### Selection
+ + + + +

Two errors are at the beginning, one is almost at the end.

> The best course IMHO is to do what Brian (and other) did and do a 'raw'
> read, so you take the ECC engine out of the picture and stop it from
> flipping bits.  You can experiment with always doing the raw read, but I
> believe you will see a decrease in performance (as others mentioned and
> I saw).
> 

Hm, we currently don't have a non ECC read function as we enable ECC
unconditionally. I guess this would need a read_oob_raw implementation,
where we disable ECC, read the page, and reenable ECC...

>>> Currently, the code is only handling case 2 (that is what the
>>> controller counts).  I believe that your physical page has actual
>>> 'stuck at zero' bits.  The current driver gives up.  If you want to
>>> handle this then we should replace the lines,
> 
>> I assumed that your code assumes that the controller returns the
>> flipped bit count when reading an erase page (case 1), which I did not
>> found in the documentation.
> 
>>>> +	/* ECC failed. */
>>>> +	if (flip > ecc_count)
>>>> +		return -1;
> 
>>> With something like,
>>>
>>> +	/* Not completely empty. */
>>> +	if (flip > ecc_count) {
>>> +           re_read_page_w_ecc_off();
>>> +           if (count_written_bits() > strength) /* strength/2 ? */
>>> +		return -1;
>>> +      }
>>>
>>> There is also a discussion on this here,
>>>
>>> http://lists.infradead.org/pipermail/linux-mtd/2014-March/052507.html
>>> http://lists.infradead.org/pipermail/linux-mtd/2014-March/052508.html
>>> http://lists.infradead.org/pipermail/linux-mtd/2014-March/052509.html
>>> http://lists.infradead.org/pipermail/linux-mtd/2014-March/052526.html
>>> http://lists.infradead.org/pipermail/linux-mtd/2014-March/052527.html
>>> http://lists.infradead.org/pipermail/linux-mtd/2014-March/052619.html
>>> ... etc.  Use the view thread.

+ + + + +

### Given material
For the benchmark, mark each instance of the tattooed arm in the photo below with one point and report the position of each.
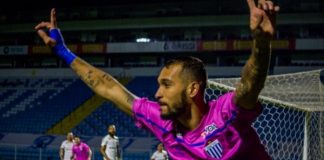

+ + + + +

### Written exercise 1
In the ECC thread, why is there currently no non-ECC read function?
### Written exercise 2
Repeat the part of the ECC thread starting with "Hm, we currently" and going on through "and reenable ECC...".

### Exercise response 1
Because ECC is enabled unconditionally.

### Exercise response 2
Hm, we currently don't have a non ECC read function as we enable ECC
unconditionally. I guess this would need a read_oob_raw implementation,
where we disable ECC, read the page, and reenable ECC...